* [GIVEN REQUEST 1]
Answer these questions from the review of Rumspringa below.
(a) Who directed the movie?
(b) What does Jacob misplace in somebody else's taxi?
(c) What task is Jacob an expert at that Alf cannot manage?

Rumspringa is a German-language Netflix Original directed by Mira Thiel and written by Theil, Nika Heinrich, and Oskar Minkler. Our dear main character Jacob (Jonas Holdenrieder) sets off on his Rumspringa, the Amish rite of passage where he travels to Berlin in search of his family’s roots. What he finds instead is something else entirely.
More than anything, Rumspringa is a rare movie about an emotionally complex male friendship. And that alone made this movie truly wonderful to watch. When Jacob arrives in Berlin, first, he misplaced his sack in somebody else’s taxi and is left with only a card with a QR code to locate her by. Not that he knows what a QR code is. Second, he happens upon a man who he mistakes for Amish given the beard and hat he sports, Alf (Timur Bartels). When first they meet, Alf is pretty rude to Jacob and only winds up offering Jacob help because the girl he’s having sex with, Freja (Tijan Marei) convinces him to.
But what develops from there is just beautiful. The two go through an emotional journey together where both characters learn from each other. Not just the ways of each others’ worlds. Of course, there are the requisite moments where Jacob drinks and breaks all his Amish rules, and Alf is briefly emasculated by his inability to chop down a tree whereas Jacob is an expert. I can’t speak to the accuracy or sensitivity with which Amish life is depicted, but it certainly lends itself to very funny moments several times over.
But no, the real heart of their mutual mentorship is in the heart. The two begin the movie in similar emotional places. They’re lost in life, unsure of who they are on their own, in relation to others, and what their purpose is meant to be. So it’s through their bonding that both grow to better understand their love lives, their futures, their friendship, and themselves.
I can’t stress enough how endearing and lovely it is to watch two male characters have this type of journey together. There’s no queer bating or attempt to make light of their relationship and their emotions. The whole movie serves to simply celebrate and uplift the two main characters’ relationship with each other and the way that their relationship helps them both open up about difficult and important parts of their lives. The plot itself is rife with nice parallels between the two stories when it comes to fathers, lovers, and passion.
The only shortcoming I found was in Alf and Freja’s relationship. While on paper I totally appreciate the journey the two take, until the final moments, I didn’t really find their relationship particularly interesting to watch or emotionally compelling to think about. The conflict over commitment and love that the plotline rouses is interesting, and again parallels well with Jacob’s own story. But ultimately, it just feels flat.

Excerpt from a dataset
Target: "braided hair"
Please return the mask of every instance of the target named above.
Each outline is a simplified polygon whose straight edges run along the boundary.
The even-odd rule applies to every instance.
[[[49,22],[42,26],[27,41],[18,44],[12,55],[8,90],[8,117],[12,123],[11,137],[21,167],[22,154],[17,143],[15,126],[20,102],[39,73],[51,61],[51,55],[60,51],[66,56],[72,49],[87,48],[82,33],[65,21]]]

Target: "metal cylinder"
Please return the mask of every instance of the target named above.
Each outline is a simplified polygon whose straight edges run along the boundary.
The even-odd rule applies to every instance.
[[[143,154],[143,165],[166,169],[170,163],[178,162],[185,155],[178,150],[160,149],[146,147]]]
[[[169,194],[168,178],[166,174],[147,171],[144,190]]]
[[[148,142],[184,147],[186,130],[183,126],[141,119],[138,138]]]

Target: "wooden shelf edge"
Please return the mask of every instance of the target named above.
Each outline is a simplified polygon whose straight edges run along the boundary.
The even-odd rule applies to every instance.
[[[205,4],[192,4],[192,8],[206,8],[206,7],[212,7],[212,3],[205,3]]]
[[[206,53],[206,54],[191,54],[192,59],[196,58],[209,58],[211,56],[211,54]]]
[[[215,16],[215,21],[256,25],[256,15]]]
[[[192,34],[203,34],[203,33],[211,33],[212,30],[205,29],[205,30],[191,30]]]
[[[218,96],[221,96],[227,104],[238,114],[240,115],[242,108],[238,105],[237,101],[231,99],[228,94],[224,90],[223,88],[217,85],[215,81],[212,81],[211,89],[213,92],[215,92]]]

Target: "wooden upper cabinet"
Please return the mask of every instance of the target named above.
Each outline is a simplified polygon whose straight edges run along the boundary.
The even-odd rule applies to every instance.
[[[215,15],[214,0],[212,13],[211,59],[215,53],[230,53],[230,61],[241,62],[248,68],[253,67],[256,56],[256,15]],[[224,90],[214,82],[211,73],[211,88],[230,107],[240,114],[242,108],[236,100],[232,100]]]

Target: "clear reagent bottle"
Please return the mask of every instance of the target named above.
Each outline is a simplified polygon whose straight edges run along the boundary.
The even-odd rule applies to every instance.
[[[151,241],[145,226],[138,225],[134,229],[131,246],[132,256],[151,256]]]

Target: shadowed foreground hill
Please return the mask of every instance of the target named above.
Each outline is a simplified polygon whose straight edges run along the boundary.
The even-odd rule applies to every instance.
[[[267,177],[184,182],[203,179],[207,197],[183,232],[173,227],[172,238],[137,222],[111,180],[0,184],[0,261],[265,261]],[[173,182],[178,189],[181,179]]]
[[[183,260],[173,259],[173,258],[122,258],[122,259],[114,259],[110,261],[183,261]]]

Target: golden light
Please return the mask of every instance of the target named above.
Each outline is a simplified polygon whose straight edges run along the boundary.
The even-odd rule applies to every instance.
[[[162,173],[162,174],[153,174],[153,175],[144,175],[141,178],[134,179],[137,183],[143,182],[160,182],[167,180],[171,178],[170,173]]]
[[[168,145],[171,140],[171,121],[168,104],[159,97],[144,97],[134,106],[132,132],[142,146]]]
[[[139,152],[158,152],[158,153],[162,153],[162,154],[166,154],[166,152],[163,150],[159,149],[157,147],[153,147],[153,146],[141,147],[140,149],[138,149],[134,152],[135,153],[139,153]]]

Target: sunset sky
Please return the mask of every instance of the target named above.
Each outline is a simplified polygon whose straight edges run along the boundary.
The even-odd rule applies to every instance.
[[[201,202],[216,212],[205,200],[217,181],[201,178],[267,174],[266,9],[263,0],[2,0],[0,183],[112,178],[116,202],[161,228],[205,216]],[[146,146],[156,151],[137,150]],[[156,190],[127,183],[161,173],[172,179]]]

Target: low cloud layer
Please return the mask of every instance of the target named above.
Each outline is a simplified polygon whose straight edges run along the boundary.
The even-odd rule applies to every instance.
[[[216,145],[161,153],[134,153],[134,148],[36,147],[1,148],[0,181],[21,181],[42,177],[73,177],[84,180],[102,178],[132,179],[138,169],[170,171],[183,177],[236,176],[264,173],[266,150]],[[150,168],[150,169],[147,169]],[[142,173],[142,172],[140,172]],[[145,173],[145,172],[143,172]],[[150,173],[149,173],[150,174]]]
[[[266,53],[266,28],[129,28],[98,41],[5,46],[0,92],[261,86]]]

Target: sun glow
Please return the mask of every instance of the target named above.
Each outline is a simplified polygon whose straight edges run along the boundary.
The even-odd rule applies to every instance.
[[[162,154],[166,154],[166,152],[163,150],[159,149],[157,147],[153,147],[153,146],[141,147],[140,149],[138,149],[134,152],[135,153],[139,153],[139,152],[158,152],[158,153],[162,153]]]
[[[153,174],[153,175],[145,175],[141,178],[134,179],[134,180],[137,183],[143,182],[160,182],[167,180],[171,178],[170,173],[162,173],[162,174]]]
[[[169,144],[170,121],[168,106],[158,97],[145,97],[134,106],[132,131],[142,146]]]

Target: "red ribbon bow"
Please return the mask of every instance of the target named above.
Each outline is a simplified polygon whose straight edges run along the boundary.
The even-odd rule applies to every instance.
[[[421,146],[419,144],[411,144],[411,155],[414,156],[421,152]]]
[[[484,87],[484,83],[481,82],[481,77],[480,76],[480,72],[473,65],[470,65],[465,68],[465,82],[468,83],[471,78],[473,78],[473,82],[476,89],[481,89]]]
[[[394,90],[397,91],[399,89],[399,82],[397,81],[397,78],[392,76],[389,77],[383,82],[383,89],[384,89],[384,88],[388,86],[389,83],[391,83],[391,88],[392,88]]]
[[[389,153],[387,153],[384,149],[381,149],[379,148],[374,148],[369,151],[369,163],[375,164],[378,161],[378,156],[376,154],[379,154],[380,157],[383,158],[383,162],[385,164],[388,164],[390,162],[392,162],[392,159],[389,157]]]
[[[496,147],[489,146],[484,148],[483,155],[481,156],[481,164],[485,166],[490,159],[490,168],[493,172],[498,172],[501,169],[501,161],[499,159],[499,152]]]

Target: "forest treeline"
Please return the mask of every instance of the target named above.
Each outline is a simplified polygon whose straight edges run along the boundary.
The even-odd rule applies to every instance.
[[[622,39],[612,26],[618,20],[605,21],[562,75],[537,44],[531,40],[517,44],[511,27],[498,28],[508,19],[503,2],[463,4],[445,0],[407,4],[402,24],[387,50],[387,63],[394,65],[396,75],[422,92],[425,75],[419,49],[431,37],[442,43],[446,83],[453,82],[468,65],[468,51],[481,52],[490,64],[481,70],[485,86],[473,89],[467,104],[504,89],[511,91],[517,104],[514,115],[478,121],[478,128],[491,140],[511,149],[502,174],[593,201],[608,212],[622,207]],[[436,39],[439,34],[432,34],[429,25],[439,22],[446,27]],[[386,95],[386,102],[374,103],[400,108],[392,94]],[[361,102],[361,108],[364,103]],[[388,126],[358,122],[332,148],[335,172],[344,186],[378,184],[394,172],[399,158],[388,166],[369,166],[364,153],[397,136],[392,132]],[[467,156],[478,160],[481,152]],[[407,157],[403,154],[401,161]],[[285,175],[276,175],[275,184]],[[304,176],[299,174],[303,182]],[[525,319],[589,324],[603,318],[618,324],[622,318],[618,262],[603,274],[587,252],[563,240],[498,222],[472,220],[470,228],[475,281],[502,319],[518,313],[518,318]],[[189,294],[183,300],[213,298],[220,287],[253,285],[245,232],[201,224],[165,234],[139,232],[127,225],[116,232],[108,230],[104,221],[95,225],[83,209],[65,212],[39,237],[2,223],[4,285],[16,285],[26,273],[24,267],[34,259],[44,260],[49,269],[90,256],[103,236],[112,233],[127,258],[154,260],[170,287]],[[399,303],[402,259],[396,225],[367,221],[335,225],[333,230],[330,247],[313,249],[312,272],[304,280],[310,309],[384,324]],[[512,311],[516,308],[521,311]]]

* [GIVEN REQUEST 2]
Please rewrite the entries above from their first line through the line containing "[[[148,142],[184,147],[186,130],[183,126],[141,119],[138,138]]]", replacing "metal cylinder" with "steel cylinder" and keeping everything else unchanged.

* [PROBLEM SOLUTION 1]
(a) Mira Thiel
(b) His sack
(c) Chopping down a tree

* [PROBLEM SOLUTION 2]
Target: "braided hair"
Please return the mask of every instance of the target named above.
Each outline is a simplified polygon whose straight edges run along the boundary.
The even-odd rule applies to every instance.
[[[49,22],[42,26],[27,41],[18,44],[12,55],[8,90],[8,117],[12,123],[11,137],[21,167],[22,154],[17,143],[15,126],[20,102],[39,73],[51,61],[51,55],[60,51],[66,56],[72,49],[87,48],[82,33],[65,21]]]

Target: "steel cylinder"
Please return the mask of every instance of the target named above.
Each outline is a simplified polygon whose straight edges run along the boundary.
The even-odd rule applies to every instance.
[[[143,154],[143,165],[166,169],[170,163],[178,162],[185,155],[178,150],[160,149],[146,147]]]
[[[169,194],[168,178],[166,174],[147,171],[144,190]]]
[[[148,142],[184,147],[186,130],[183,126],[141,119],[138,138]]]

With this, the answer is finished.